■ **What you are asked to do**: After locating the line with "Annotation task — tag each instance of the blurred" in the data that follows, return it and every later line exactly, up to and including the line with "Annotation task — tag each instance of the metal hook".

☆ ☆ ☆

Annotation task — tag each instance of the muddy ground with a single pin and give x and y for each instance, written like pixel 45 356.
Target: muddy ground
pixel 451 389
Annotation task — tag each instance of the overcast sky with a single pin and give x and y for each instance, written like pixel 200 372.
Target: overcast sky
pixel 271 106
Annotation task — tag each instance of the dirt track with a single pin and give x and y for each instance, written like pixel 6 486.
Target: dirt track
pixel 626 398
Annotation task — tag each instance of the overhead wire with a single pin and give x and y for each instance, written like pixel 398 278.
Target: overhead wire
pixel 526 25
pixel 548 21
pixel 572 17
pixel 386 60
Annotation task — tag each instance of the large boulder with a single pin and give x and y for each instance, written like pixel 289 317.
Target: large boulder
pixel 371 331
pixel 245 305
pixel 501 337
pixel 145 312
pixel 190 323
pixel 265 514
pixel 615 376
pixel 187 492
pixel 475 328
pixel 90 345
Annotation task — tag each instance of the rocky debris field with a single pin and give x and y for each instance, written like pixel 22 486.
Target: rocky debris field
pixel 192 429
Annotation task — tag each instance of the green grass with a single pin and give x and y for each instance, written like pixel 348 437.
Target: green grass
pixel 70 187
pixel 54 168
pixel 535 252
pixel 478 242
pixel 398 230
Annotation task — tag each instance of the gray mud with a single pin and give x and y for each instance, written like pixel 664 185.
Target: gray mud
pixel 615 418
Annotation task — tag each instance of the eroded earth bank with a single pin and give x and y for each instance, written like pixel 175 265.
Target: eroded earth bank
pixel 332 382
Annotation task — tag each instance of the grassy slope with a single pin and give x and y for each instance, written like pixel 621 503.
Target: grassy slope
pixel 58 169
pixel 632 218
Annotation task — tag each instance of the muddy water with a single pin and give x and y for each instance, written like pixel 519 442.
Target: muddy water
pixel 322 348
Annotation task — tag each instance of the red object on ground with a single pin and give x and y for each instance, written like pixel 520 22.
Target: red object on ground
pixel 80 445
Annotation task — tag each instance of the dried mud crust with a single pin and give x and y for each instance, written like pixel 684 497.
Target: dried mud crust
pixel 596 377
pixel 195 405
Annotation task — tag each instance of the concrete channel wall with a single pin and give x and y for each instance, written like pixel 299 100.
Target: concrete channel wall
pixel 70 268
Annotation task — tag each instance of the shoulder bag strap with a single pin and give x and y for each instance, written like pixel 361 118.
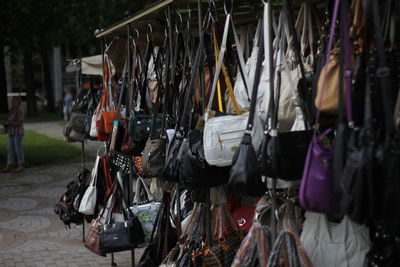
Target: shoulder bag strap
pixel 328 55
pixel 228 23
pixel 190 88
pixel 257 77
pixel 382 71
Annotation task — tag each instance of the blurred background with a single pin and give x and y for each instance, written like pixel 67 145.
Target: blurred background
pixel 40 38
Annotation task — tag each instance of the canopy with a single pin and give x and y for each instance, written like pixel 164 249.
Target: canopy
pixel 93 65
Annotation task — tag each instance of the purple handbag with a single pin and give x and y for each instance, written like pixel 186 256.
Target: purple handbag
pixel 316 188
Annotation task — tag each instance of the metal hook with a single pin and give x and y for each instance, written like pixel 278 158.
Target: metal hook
pixel 226 10
pixel 108 46
pixel 150 30
pixel 181 22
pixel 137 36
pixel 189 17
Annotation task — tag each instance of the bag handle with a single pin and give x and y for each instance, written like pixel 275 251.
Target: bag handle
pixel 141 183
pixel 190 87
pixel 345 78
pixel 256 83
pixel 159 96
pixel 95 169
pixel 222 51
pixel 383 71
pixel 328 55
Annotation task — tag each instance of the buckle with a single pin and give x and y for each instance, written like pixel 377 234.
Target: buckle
pixel 383 72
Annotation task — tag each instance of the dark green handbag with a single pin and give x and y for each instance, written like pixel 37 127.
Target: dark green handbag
pixel 140 126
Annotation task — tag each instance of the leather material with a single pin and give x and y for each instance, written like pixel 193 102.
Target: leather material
pixel 153 158
pixel 222 136
pixel 284 155
pixel 334 244
pixel 245 178
pixel 92 239
pixel 171 170
pixel 195 172
pixel 121 236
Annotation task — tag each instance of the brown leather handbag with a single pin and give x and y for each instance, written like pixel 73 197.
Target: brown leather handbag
pixel 153 158
pixel 288 252
pixel 328 101
pixel 92 239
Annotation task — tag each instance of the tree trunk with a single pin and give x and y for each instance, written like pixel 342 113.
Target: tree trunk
pixel 29 83
pixel 3 83
pixel 47 81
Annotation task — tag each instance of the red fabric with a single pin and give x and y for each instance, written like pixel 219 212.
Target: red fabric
pixel 244 216
pixel 107 176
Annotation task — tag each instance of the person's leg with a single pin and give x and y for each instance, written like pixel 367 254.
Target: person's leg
pixel 10 153
pixel 20 152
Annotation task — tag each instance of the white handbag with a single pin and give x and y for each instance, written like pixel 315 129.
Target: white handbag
pixel 287 98
pixel 327 244
pixel 241 94
pixel 145 211
pixel 89 199
pixel 93 128
pixel 222 135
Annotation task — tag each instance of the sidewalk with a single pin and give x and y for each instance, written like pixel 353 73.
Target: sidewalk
pixel 31 234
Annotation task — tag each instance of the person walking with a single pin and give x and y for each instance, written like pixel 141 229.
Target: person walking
pixel 15 129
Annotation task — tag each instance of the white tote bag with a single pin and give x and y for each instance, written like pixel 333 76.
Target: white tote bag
pixel 222 135
pixel 327 244
pixel 89 199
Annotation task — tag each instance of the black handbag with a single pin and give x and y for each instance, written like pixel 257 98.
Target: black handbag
pixel 173 164
pixel 282 154
pixel 119 236
pixel 255 248
pixel 195 172
pixel 287 249
pixel 245 177
pixel 376 152
pixel 153 158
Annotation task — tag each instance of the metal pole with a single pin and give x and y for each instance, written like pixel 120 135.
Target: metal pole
pixel 83 173
pixel 128 29
pixel 271 84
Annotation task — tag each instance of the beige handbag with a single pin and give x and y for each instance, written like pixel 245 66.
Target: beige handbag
pixel 329 101
pixel 328 244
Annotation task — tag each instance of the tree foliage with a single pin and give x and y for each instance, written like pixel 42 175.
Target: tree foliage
pixel 32 27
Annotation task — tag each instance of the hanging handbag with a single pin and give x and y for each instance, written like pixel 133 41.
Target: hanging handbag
pixel 92 239
pixel 288 252
pixel 223 134
pixel 225 234
pixel 255 248
pixel 334 244
pixel 283 153
pixel 120 236
pixel 171 170
pixel 89 199
pixel 146 211
pixel 153 159
pixel 316 189
pixel 117 134
pixel 163 238
pixel 245 178
pixel 107 112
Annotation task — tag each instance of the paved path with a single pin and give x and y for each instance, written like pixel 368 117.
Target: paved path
pixel 31 234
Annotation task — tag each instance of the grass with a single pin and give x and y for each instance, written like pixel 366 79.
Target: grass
pixel 41 117
pixel 40 149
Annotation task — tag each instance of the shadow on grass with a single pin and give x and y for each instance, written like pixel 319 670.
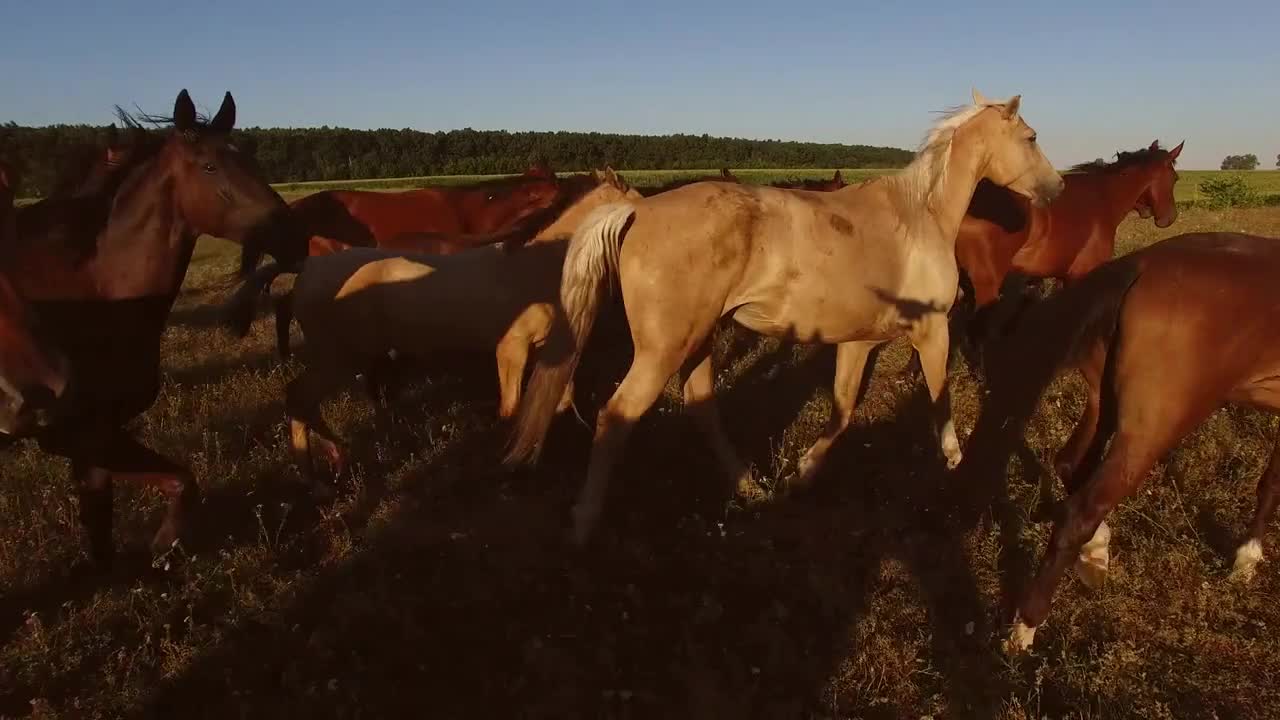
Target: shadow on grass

☆ ☆ ☆

■ **Solution to the exercise**:
Annotation task — tag each instance of the blurred background with a single pin and give x and y for each instance, written like pixel 67 145.
Target: blurred background
pixel 40 38
Annotation task — tag each instance of the canopy with a single pin and give x and y for each instance, written like pixel 164 249.
Target: canopy
pixel 93 65
Annotation task — tag each instance of the purple handbag with a single pin and give x and y for each instance, written like pixel 186 256.
Target: purple handbag
pixel 316 188
Annotation task — tag each instance of the metal hook with a single pin and give x and y for each instance, written like pixel 278 158.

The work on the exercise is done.